### WHAT IS NEEDED
Return as a JSON array of strings, one per line with blank lines omitted, only the lines of the listing below beginning with the line containing "Locate the neck;" and continuing through the line containing "pixel 200 341", both included.

### STORED ROWS
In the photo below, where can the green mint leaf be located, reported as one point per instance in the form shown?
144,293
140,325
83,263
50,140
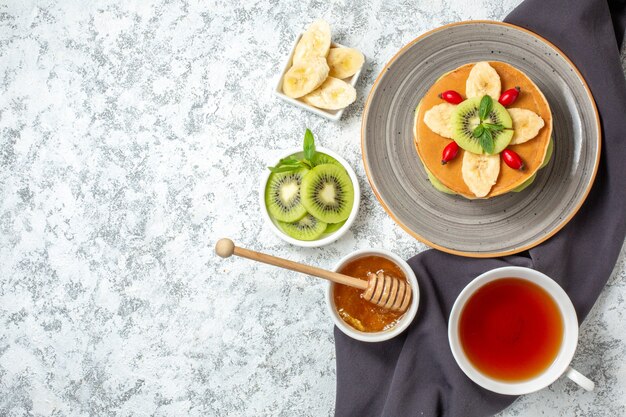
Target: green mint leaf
284,168
478,132
486,104
486,141
494,128
309,145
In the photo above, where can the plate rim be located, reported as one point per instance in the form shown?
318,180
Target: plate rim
492,254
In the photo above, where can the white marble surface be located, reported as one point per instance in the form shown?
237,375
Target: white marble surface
132,135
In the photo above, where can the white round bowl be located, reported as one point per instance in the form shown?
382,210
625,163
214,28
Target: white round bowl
568,346
404,321
324,239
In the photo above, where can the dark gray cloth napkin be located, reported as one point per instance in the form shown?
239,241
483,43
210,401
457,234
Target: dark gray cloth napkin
415,373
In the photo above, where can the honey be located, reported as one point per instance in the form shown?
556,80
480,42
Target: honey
354,310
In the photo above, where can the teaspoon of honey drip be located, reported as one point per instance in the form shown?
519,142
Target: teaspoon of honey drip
380,289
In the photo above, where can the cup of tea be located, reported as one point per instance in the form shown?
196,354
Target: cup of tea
514,331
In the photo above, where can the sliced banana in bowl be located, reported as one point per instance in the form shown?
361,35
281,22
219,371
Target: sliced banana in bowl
305,76
344,62
320,76
333,94
315,42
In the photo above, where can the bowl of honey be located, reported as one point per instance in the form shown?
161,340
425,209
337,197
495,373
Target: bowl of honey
359,318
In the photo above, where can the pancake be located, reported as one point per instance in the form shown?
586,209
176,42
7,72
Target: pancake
429,145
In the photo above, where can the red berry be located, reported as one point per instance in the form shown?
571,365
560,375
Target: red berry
449,152
509,96
451,96
512,159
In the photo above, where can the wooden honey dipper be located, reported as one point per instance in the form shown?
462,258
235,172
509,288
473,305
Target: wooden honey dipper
383,290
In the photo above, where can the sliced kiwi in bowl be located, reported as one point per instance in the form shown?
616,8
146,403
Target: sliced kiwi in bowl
327,193
333,227
282,195
307,228
466,118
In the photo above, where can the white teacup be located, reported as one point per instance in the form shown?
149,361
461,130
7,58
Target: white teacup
561,363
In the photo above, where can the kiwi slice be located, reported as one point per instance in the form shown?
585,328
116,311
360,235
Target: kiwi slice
321,158
327,193
282,195
333,227
307,228
465,119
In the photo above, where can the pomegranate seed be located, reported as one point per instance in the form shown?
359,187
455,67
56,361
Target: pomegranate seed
509,96
451,96
449,152
512,159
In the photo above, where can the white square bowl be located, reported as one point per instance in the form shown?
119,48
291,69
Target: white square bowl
333,115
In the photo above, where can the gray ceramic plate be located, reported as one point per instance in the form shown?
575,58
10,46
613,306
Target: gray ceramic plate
501,225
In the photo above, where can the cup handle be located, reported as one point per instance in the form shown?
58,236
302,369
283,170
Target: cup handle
580,379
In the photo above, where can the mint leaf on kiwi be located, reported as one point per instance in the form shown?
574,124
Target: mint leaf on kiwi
493,128
478,132
486,104
486,141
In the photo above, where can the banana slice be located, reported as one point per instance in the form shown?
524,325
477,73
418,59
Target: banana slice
483,80
480,172
305,77
526,125
315,42
333,94
344,62
438,119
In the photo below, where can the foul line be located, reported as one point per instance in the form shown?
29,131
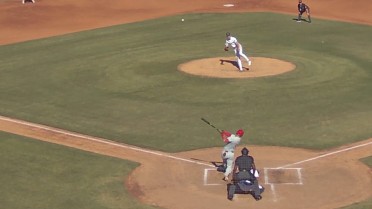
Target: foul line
100,140
325,155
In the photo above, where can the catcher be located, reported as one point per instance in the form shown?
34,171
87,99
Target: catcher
302,7
245,177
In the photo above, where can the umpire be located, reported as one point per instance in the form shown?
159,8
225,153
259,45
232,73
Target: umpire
244,180
302,7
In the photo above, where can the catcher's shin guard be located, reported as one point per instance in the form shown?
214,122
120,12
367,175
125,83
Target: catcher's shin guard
231,191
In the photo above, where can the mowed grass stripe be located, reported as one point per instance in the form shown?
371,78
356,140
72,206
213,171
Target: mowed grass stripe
122,82
37,174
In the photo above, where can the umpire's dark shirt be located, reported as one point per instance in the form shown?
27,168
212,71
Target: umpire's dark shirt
244,162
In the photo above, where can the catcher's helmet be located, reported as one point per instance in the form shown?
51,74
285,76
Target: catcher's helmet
245,151
240,132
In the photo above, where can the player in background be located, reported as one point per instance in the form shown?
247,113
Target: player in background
238,49
302,7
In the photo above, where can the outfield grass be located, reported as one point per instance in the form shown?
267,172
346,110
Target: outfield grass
366,204
121,82
37,174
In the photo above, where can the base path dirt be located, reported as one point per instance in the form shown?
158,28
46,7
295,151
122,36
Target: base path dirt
292,177
307,179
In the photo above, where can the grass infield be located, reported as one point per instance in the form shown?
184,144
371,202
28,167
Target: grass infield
122,82
37,174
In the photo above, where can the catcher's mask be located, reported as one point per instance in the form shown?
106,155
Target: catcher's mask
245,151
240,132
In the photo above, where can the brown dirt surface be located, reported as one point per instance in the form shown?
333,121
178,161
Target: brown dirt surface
226,67
322,180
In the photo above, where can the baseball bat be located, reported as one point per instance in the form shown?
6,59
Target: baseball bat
207,122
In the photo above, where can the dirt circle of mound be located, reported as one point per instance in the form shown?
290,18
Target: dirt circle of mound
227,67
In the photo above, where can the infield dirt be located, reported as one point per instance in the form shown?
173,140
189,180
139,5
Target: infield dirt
180,184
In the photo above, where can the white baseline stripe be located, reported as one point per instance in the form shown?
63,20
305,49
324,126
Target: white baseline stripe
325,155
104,141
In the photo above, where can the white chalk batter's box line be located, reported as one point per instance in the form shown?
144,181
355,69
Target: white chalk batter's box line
297,170
266,176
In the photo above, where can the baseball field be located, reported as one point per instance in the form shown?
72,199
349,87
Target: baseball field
100,104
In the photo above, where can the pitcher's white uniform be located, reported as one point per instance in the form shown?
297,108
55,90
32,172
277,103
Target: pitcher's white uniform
227,155
238,49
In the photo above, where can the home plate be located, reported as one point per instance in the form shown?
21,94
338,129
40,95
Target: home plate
228,5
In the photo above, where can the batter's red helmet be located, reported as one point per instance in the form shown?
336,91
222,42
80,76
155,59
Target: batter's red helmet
240,132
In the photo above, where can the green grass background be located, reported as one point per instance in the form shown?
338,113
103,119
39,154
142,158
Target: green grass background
41,175
122,82
368,203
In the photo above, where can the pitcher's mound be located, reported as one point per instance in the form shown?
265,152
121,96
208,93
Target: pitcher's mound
227,67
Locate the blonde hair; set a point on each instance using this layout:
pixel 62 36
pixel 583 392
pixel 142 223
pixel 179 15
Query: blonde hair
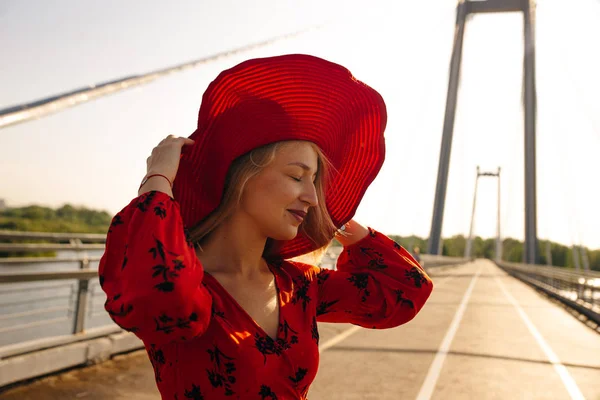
pixel 317 226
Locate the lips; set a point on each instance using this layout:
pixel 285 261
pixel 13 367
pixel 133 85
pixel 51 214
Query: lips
pixel 299 214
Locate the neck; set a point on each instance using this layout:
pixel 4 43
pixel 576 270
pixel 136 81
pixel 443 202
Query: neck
pixel 234 248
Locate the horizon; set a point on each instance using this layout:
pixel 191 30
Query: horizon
pixel 93 154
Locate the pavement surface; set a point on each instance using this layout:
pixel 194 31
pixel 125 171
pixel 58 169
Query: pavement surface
pixel 482 335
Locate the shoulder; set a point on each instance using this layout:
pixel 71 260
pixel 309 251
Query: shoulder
pixel 297 268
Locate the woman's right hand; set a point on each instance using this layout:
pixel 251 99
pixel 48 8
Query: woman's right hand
pixel 164 160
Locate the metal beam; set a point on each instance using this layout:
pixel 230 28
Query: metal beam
pixel 434 243
pixel 495 6
pixel 529 100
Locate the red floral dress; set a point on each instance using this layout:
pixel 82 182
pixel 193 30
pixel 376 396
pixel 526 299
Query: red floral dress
pixel 200 341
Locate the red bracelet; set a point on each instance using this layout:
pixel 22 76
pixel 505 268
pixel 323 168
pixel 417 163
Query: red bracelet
pixel 150 176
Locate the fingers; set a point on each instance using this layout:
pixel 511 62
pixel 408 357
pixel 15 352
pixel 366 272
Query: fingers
pixel 176 140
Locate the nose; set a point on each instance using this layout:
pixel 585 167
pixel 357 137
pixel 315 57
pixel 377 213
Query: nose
pixel 309 195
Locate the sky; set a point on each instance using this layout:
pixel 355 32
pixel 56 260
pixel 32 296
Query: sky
pixel 94 155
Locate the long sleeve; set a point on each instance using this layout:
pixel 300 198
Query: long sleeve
pixel 151 275
pixel 377 284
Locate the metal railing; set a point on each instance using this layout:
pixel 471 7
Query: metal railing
pixel 75 276
pixel 33 304
pixel 579 290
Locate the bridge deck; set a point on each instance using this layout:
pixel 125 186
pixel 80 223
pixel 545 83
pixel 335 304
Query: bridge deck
pixel 482 335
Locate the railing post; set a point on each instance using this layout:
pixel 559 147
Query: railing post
pixel 82 297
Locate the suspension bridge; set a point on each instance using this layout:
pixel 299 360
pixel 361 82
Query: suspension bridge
pixel 493 329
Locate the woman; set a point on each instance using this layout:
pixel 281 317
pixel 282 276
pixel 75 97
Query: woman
pixel 200 270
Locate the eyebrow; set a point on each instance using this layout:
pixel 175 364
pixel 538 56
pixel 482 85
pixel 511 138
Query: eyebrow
pixel 301 165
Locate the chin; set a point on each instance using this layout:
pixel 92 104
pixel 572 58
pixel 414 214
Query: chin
pixel 285 234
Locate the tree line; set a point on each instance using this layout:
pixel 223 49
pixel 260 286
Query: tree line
pixel 71 219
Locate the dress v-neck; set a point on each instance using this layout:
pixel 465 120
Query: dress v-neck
pixel 232 299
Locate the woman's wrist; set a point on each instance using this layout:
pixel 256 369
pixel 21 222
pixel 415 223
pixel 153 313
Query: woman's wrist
pixel 353 233
pixel 155 182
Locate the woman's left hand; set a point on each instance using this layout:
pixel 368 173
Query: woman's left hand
pixel 353 233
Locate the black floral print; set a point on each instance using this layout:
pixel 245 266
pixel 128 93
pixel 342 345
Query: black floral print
pixel 201 343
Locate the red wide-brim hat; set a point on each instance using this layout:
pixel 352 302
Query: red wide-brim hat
pixel 290 97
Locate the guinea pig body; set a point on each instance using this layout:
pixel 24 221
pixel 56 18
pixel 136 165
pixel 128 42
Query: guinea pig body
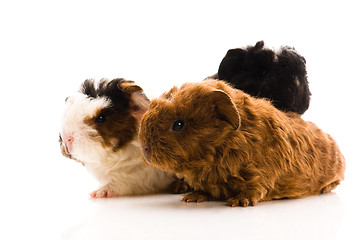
pixel 279 76
pixel 230 146
pixel 99 129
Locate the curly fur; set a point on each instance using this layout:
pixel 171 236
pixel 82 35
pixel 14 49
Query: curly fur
pixel 279 76
pixel 236 147
pixel 102 121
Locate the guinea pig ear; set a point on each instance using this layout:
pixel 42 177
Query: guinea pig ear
pixel 225 108
pixel 138 102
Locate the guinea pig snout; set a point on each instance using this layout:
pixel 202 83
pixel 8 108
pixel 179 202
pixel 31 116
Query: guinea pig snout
pixel 146 150
pixel 68 140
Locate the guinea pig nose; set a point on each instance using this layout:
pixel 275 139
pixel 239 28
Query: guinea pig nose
pixel 145 149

### COMPLETE ANSWER
[
  "Locate the neck; set a point on each instance using this layout:",
  "pixel 4 43",
  "pixel 576 270",
  "pixel 136 81",
  "pixel 443 202",
  "Query: neck",
  "pixel 234 248",
  "Locate the horizon; set a point on each instance using this layout:",
  "pixel 191 30",
  "Query: horizon",
  "pixel 93 154",
  "Locate the pavement surface; set a point on each instance using this layout:",
  "pixel 194 31",
  "pixel 125 171",
  "pixel 58 169",
  "Query: pavement surface",
  "pixel 482 335",
  "Locate the shoulder; set a point on each instance using this layout:",
  "pixel 71 260",
  "pixel 309 251",
  "Query: shoulder",
  "pixel 297 268",
  "Locate the woman's right hand; set a point on each instance using this layout:",
  "pixel 251 99",
  "pixel 48 8",
  "Query: woman's right hand",
  "pixel 164 160",
  "Locate the metal beam; set a point on each instance using this layout:",
  "pixel 230 28",
  "Query: metal beam",
  "pixel 434 243",
  "pixel 495 6",
  "pixel 529 100",
  "Locate the red floral dress; set a point on each instance using this layout:",
  "pixel 82 182",
  "pixel 193 30",
  "pixel 376 396",
  "pixel 526 299",
  "Query: red floral dress",
  "pixel 200 341"
]